> Problem details:
Copy out every one of the following items word for word.

> Material provided:
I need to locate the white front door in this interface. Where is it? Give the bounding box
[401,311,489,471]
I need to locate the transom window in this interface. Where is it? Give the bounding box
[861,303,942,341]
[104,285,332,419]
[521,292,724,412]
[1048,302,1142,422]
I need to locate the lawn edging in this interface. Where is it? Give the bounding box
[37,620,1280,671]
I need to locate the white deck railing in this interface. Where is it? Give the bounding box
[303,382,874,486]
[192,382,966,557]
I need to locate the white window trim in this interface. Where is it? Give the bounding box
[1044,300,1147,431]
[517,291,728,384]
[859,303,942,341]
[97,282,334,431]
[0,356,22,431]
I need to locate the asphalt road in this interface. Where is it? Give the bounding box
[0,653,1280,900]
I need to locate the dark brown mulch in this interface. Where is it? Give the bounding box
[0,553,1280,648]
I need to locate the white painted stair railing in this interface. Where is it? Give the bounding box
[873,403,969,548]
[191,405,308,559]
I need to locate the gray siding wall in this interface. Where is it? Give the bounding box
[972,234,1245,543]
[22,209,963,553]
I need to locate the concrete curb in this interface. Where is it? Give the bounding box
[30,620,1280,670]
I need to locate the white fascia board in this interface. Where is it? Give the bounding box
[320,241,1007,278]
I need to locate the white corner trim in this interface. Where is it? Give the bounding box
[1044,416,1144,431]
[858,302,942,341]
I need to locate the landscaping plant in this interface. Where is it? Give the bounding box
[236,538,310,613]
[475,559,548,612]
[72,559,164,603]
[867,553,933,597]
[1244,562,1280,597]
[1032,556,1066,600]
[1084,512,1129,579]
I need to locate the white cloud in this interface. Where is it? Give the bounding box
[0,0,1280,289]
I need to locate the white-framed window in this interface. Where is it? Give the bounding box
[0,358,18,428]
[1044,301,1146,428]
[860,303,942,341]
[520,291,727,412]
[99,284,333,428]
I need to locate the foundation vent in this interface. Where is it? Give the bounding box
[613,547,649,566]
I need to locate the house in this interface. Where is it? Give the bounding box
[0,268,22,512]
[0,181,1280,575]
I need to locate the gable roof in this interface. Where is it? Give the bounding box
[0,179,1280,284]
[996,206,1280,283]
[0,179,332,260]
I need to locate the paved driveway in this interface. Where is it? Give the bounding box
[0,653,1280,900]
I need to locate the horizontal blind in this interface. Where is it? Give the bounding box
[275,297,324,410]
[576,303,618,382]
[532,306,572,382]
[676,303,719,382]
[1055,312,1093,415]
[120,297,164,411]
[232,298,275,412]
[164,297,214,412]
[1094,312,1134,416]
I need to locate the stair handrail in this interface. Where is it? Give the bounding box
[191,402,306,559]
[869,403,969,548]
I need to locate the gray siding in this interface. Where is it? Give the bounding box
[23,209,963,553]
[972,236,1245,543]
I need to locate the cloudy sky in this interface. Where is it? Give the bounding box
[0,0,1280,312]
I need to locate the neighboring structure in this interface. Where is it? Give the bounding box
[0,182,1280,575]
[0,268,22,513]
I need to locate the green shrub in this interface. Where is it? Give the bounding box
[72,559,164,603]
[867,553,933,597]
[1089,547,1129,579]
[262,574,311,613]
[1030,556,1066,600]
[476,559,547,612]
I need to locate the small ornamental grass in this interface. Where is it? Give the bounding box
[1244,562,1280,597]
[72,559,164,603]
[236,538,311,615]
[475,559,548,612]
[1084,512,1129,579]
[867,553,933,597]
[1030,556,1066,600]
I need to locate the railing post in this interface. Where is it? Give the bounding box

> Full solution:
I need to locate the white front door in this interface. Where is it? Give the bounding box
[401,311,489,471]
I need to locate the transom window in this interface. Where is it? Give the bounding box
[861,303,942,341]
[104,285,332,419]
[521,292,724,412]
[1048,302,1142,422]
I need to locate the lawn edging in this interface. Where is it? Give the bounding box
[37,620,1280,671]
I need to locate the white deck railing in this interface. Where is it? Give the bounding box
[303,382,874,486]
[192,382,966,557]
I need to locate the white window trim in this interface. Where is it? Give the bounding box
[1044,300,1147,431]
[517,291,728,384]
[859,303,942,341]
[97,282,334,431]
[0,356,22,431]
I need to locate the asphalt road in this interface. Where is it? Give the bounding box
[0,653,1280,900]
I need to locate the dark brown mulch in this interface. Where is it? Give the bounding box
[0,553,1280,648]
I need to locate the white painted stair railing in this interface. Where is it? Give the bounding box
[873,403,969,548]
[191,405,308,559]
I need to locate the gray siding wall in this interface. Where is it? Give the bounding box
[972,234,1245,543]
[22,209,963,553]
I need to locate the concrete curb in this interface. Where is it? Give the bounding box
[30,620,1280,670]
I need to locate the white fascia board in this interface. Where is it? Give the bounding box
[320,241,1007,278]
I need to locate the white corner trim in this interface. Where is it? Give the bounding box
[1044,416,1144,431]
[858,302,942,341]
I need to locate the landscaping plant in this interface. Where is it? Give the bounding box
[236,538,310,613]
[475,559,548,612]
[72,559,164,603]
[867,553,933,597]
[1244,562,1280,597]
[1032,556,1066,600]
[1084,512,1129,579]
I need to locate the white cloud in this interface. Where is it? Give the bounding box
[0,0,1280,289]
I need to locate the white-framed window in this interface. Where is it? Give the bounding box
[0,358,18,428]
[1044,301,1146,428]
[860,303,942,341]
[520,291,727,412]
[99,284,333,428]
I need to locate the foundation vent in this interface. Where is it? Give the bounding box
[613,547,649,566]
I need to locate the house in this interface. Where is it? Give the bounding box
[0,268,22,512]
[0,181,1280,575]
I need to locate the gable roof in this interface. Where is it? Give the bounding box
[0,179,1280,284]
[996,206,1280,283]
[0,179,332,260]
I need to locate the paved driveway in this interface. Where is it? Give the bounding box
[0,653,1280,900]
I need to locate the horizontal blind in this interface. Where is it? Give the bounding box
[275,297,324,410]
[576,303,618,382]
[532,306,572,382]
[676,303,719,382]
[1055,312,1093,415]
[120,297,164,411]
[232,298,275,412]
[164,297,214,412]
[1094,312,1134,416]
I need to locate the stair handrail in this interface. Where is it? Give the bounding box
[191,402,306,559]
[869,403,969,548]
I need to locate the gray siding in this interface. Where is it? Give the bounding box
[23,209,963,553]
[972,236,1245,543]
I need to locate the cloudy sky in this interface. Where is it? Give the bounding box
[0,0,1280,312]
I need to locate the neighboring structure in this interface. Where is it? Give the bounding box
[0,182,1280,575]
[0,268,22,513]
I need to locate the green shrub in this interface. Where is it? Give the bounding box
[72,559,164,603]
[867,553,933,597]
[1089,547,1129,579]
[262,574,311,613]
[1030,556,1066,600]
[476,559,547,612]
I need to locate the small ornamental grass in this interface. Where is it? Give the bounding box
[1244,562,1280,597]
[72,559,164,603]
[236,538,311,615]
[475,559,548,612]
[1084,512,1129,579]
[867,553,933,597]
[1030,556,1066,600]
I need to locate the railing post in this interface. Where is it? Give the bounding box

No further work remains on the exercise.